--- Start of Material for this task ---

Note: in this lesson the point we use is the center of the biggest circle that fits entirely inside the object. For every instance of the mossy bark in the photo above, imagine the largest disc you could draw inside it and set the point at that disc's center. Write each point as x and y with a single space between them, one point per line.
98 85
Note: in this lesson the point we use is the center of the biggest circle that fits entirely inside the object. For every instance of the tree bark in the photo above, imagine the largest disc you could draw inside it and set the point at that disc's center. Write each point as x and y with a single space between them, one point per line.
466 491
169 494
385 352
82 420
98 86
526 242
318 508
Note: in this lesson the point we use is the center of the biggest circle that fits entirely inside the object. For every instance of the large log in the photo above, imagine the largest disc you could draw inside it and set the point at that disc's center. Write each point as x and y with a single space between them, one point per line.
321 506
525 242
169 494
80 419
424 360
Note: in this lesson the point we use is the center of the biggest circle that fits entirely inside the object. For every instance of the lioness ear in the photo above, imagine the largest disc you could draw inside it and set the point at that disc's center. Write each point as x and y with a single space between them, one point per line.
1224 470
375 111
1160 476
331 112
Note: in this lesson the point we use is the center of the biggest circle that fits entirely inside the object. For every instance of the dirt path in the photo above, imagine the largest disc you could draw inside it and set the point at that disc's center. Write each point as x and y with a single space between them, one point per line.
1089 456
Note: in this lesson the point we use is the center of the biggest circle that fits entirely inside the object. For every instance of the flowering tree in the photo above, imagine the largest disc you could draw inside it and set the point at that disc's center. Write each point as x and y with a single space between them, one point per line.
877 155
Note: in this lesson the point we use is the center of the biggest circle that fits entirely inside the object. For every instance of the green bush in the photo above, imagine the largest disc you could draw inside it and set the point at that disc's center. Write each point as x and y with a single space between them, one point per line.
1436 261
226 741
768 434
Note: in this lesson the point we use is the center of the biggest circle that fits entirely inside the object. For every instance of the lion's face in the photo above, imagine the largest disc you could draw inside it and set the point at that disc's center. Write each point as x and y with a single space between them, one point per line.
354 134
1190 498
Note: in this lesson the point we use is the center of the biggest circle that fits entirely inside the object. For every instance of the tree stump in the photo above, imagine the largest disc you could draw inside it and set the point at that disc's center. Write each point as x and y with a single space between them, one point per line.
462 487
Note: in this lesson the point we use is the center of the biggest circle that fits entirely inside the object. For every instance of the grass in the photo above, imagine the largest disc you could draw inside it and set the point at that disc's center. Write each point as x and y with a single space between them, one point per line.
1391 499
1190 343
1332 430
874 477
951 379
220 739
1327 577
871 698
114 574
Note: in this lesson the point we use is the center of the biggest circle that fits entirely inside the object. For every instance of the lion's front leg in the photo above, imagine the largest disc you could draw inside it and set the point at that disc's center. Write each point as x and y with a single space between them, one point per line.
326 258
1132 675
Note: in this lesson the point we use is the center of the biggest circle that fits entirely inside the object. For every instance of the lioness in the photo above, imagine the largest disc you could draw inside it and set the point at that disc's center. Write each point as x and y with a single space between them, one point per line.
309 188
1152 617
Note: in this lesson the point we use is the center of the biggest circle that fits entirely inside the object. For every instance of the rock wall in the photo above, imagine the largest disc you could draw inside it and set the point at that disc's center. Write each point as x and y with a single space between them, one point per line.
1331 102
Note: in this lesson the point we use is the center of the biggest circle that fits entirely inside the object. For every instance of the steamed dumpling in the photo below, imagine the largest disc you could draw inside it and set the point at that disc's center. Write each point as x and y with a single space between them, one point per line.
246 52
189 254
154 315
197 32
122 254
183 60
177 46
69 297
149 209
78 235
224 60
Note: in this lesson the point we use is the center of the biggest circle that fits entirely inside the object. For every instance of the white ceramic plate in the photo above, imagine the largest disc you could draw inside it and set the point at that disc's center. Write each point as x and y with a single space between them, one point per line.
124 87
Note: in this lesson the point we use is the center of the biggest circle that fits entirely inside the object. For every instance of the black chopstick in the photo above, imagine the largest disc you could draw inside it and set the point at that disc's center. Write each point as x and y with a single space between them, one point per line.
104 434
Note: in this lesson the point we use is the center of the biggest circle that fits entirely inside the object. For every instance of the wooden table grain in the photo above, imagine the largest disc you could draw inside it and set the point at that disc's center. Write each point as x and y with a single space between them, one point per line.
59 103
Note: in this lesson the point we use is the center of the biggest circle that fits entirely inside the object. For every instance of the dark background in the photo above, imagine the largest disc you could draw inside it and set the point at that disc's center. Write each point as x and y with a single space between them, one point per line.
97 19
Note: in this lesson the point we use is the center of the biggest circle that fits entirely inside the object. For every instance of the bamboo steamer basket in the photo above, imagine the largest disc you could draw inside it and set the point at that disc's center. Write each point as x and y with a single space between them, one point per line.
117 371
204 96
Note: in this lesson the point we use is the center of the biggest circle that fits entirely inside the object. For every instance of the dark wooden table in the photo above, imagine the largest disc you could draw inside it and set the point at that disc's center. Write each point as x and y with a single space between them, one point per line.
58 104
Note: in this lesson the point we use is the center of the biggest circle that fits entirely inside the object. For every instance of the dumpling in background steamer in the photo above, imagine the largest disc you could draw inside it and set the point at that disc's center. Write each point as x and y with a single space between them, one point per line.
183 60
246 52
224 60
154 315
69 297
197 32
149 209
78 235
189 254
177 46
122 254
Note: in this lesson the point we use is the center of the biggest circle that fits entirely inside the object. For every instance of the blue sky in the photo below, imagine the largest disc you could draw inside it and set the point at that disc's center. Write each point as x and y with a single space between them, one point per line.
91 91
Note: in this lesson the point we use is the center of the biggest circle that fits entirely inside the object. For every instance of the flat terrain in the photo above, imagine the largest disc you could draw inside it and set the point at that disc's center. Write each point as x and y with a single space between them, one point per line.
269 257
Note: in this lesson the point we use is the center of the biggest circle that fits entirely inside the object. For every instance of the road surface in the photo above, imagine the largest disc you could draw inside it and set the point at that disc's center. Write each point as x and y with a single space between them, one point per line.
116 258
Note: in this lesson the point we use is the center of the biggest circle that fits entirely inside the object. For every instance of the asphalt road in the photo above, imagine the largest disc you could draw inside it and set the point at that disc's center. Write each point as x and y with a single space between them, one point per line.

--- End of Material for this task ---

Aim:
Copy out all the entries shown above, character for character.

Exercise result:
Note: in this lesson the point we use is the center of the biggest circle that fits entirely inside the object. For every instance of the mossy bark in the photo above, imagine the largest disc you could draw inside it and set the point at that disc's center. Write each point as x and y with a single space between them, one point per line.
98 85
Note: in this lesson the point we use is the center of the biggest circle that fits entirely inside the object. For every instance of the tree bark in the photo above, imagine the largest disc you could draw inside it and set the point at that disc's center. Write each point as x and y with a single space between them, one point per line.
466 491
169 494
385 352
82 420
98 86
526 242
318 508
Note: in this lesson the point we use is the center of the biggest circle that fits entirely inside the object. For every instance of the large log in the photo above, imagine the largest disc you could draw inside it and set the point at that disc's center. Write each point as x and y with a single space between them, one point per line.
321 506
525 242
169 494
80 419
424 360
Note: in this lesson the point we use is the center of the biggest circle that fits entirely inside the object. For every instance of the lioness ear in the photo above, imagine the largest disc you could draw inside it and set the point at that disc's center. Write each point as x and y with a single space between them, one point per line.
1224 470
375 111
1160 476
331 112
Note: in this lesson the point we use is the center of the biggest circle that fits entirely inside the object. For every instance of the dirt path in the photo above, imagine the largest disc you could draw inside it and set the point at that disc's center. Write each point as x and y with a single space between them, one point per line.
1089 456
Note: in this lesson the point we use is the center of the biggest circle that fits entirely inside the object. For every instance of the flowering tree in the photo above, imagine the largest disc you could draw inside it and set the point at that disc's center. Write each point as x and y with a single space between them, one point per line.
877 155
Note: in this lesson the point we use is the center of the biggest circle that fits entirely inside the object. For every instance of the green bush in the photo above, imagine the largest disc you could draw inside it and set the point at that disc's center. Write each point as x and y with a single space between them, one point per line.
1436 261
226 741
768 434
Note: in this lesson the point we use is the center of the biggest circle that fits entirely inside the object. For every instance of the lion's face in the photo above, imagine the largest disc you could draw inside it and set the point at that disc's center. Write each point as x and y with a single space between them, one point per line.
354 134
1190 498
Note: in this lesson the point we use is the center of the biggest circle that fits entirely inside the object. For every instance of the tree stump in the photo above, imagine the largest disc you could draw inside it and set the point at that disc's center. Write each point as x and y with a single space between them, one point per line.
462 487
Note: in this lesson the point we use is the center of the biggest circle that fits entirely inside the object. For every instance of the grass in the photo above, imagine the largest disc you could draw inside it and set the point at that disc's center. Write each point as x and y with a single space between them, one point per line.
1391 499
1190 343
1332 430
874 477
951 379
220 739
1327 577
871 698
114 574
Note: in this lesson the point we use is the center of the biggest circle that fits entirely inside the object. For every instance of the lion's front leg in the photo above, imagine the largest disc you could draw inside it and set the point at that disc's center. Write each point as x and y with a single space between them, one point per line.
326 258
1132 675
Note: in this lesson the point we use is the center of the biggest circle that fits entirely inside the object. For every instance of the lioness in the photo above, imagine the largest disc you could draw inside it and set the point at that disc's center. Write each point as x and y with a single space between them, one point per line.
309 188
1152 617
Note: in this lesson the point we use is the center of the biggest circle that fits entirely inside the object. For every instance of the rock wall in the photo above, imagine the largest disc you could draw inside it and set the point at that disc's center. Write each point as x and y with a single space between them, one point per line.
1331 102
Note: in this lesson the point we use is the center of the biggest circle that fits entirely inside the object. For every instance of the steamed dumpling in the photo below, imagine the largest disc you could draw inside it and set the point at that disc's center. Write each point as x and y with a single space between them, one point per line.
246 52
189 254
154 315
197 32
122 254
183 60
177 46
69 297
149 209
78 235
224 60
Note: in this lesson the point we use is the center of the biggest circle that fits entirely inside the object. For every instance of the white ceramic plate in the photo above, imagine the largest disc you could draw inside it and set the point at that disc's center. Write each point as x and y with a single space between them, one point per line.
124 87
Note: in this lesson the point we use is the center of the biggest circle that fits entirely inside the object. For every instance of the black chopstick in the photo above, imagine the largest disc you could draw inside it and set the point at that disc's center. Write each point as x and y with a single space between them, one point per line.
104 434
Note: in this lesson the point we use is the center of the biggest circle that fits entirely inside the object. For every instance of the wooden table grain in the photo above, imagine the largest disc you could draw inside it and set the point at that disc's center. Write each point as x and y with a single space between them, one point per line.
59 103
Note: in this lesson the point we use is the center of the biggest circle that fits entirely inside the object. For every instance of the dark background in the photo above, imagine the largest disc you could draw inside it and set the point at that disc's center. Write each point as x and y with a single space between them, one point per line.
97 19
Note: in this lesson the point we use is the center of the biggest circle that fits entirely inside the object. For every instance of the bamboo steamer basket in the photo above, imagine the largest disc you could draw inside it and set the point at that disc's center. Write each point as x and y with a single space between them, one point per line.
117 371
204 96
Note: in this lesson the point we use is the center of the biggest circle that fits entirely inside the object. For every instance of the dark wooden table in the photo above, imagine the largest disc you could draw inside it and set the point at that disc's center. Write each point as x and y with a single space between them, one point per line.
58 104
Note: in this lesson the point we use is the center of the biggest circle that fits entirely inside the object. For every instance of the dumpling in background steamer in the photo above, imagine the largest disc you could draw inside it and set the point at that disc's center. Write each point as x and y with a single space between them, one point per line.
183 60
246 52
224 60
154 315
69 297
197 32
149 209
78 235
189 254
177 46
122 254
Note: in this lesson the point we use is the center of the biggest circle that fits entirely inside the object. For every instance of the blue sky in the photo below, imagine the largest disc you could draw inside it and set the point at that disc's center. Write each point as x and y with a single space between them, one point per line.
91 91
Note: in this lesson the point we use is the center of the biggest circle that fits entirely inside the object. For every instance of the flat terrain in the photo above, imagine the largest disc you could draw inside it and set the point at that disc's center. Write each point as x and y with a single space between them, one point per line.
269 257
Note: in this lesson the point we use is the center of the biggest circle that fits entirely inside the object. For every instance of the road surface in the photo above, imagine the largest disc you could draw inside it and set the point at that disc's center. Write each point as x and y with a single space between them, one point per line.
116 258
Note: in this lesson the point we use is the center of the biggest circle that fits entirely inside the object. For every instance of the asphalt road in the photo above, imagine the largest disc you could draw inside it and set the point at that disc's center. Write each point as x and y with a single space between them, one point per line.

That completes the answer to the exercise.